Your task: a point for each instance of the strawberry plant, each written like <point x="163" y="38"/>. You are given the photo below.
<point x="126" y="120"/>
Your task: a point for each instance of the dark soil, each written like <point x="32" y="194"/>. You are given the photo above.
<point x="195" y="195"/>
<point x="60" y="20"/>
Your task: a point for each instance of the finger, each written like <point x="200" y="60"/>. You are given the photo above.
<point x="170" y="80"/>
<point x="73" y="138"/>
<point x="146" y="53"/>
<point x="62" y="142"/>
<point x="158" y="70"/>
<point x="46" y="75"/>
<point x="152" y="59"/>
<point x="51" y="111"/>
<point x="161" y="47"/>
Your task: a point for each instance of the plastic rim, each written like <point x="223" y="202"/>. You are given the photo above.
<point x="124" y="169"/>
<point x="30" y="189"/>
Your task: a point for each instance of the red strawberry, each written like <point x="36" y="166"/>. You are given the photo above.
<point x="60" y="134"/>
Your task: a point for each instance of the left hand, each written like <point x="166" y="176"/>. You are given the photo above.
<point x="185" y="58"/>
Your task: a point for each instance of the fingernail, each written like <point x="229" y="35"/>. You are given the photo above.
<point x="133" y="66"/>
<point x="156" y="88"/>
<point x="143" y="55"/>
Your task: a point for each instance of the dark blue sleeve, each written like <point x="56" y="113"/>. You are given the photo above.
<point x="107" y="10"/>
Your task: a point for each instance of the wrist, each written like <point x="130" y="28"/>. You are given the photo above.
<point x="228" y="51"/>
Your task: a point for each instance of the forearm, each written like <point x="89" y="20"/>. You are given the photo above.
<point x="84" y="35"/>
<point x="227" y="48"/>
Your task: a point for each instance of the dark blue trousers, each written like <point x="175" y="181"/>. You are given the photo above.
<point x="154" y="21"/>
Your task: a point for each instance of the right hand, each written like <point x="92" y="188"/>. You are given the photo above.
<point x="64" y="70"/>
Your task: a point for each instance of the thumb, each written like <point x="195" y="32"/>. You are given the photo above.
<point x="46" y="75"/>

○ ○ ○ ○ ○ ○ ○

-- Problem --
Repeat the data precisely, line by line.

-- Answer below --
Your task: a point for each instance of the strawberry plant, each written like <point x="163" y="38"/>. You are given the photo below.
<point x="126" y="120"/>
Your task: a point for each instance of the dark soil, each written like <point x="32" y="194"/>. You are given the photo above.
<point x="195" y="195"/>
<point x="60" y="20"/>
Your task: a point for each instance of the finger, each written like <point x="200" y="60"/>. You are given the photo above.
<point x="170" y="80"/>
<point x="73" y="138"/>
<point x="146" y="53"/>
<point x="62" y="142"/>
<point x="158" y="70"/>
<point x="46" y="75"/>
<point x="152" y="59"/>
<point x="51" y="111"/>
<point x="161" y="47"/>
Your task: a point for each instance of the plastic rim, each written like <point x="223" y="202"/>. You are given the photo above.
<point x="124" y="169"/>
<point x="30" y="189"/>
Your task: a point for each instance of the red strawberry, each written like <point x="36" y="166"/>. You are given the photo above.
<point x="60" y="134"/>
Your task: a point for each instance of the left hand, each written like <point x="166" y="176"/>. You are given the photo above.
<point x="185" y="58"/>
Your task: a point for each instance of the fingernail, each written like <point x="229" y="35"/>. You are given the photo above.
<point x="133" y="66"/>
<point x="156" y="88"/>
<point x="143" y="55"/>
Your task: a point for each instance of the dark blue sleeve, each written like <point x="56" y="113"/>. You are given the photo above.
<point x="107" y="10"/>
Your task: a point for each instance of the wrist, each written like <point x="130" y="28"/>. You are given the photo above.
<point x="228" y="51"/>
Your task: a point for each instance of the forearm, each written like <point x="89" y="20"/>. You are given the photo above.
<point x="84" y="35"/>
<point x="227" y="48"/>
Your task: a point for each instance of the dark blue trousers, each written like <point x="175" y="181"/>. You are given the photo above.
<point x="154" y="21"/>
Your task: a point for each instance of the right hand, each written like <point x="92" y="188"/>. You are given the photo above.
<point x="64" y="70"/>
Your task: a point for each instance of the thumb, each written like <point x="195" y="32"/>. You are given the photo above.
<point x="46" y="75"/>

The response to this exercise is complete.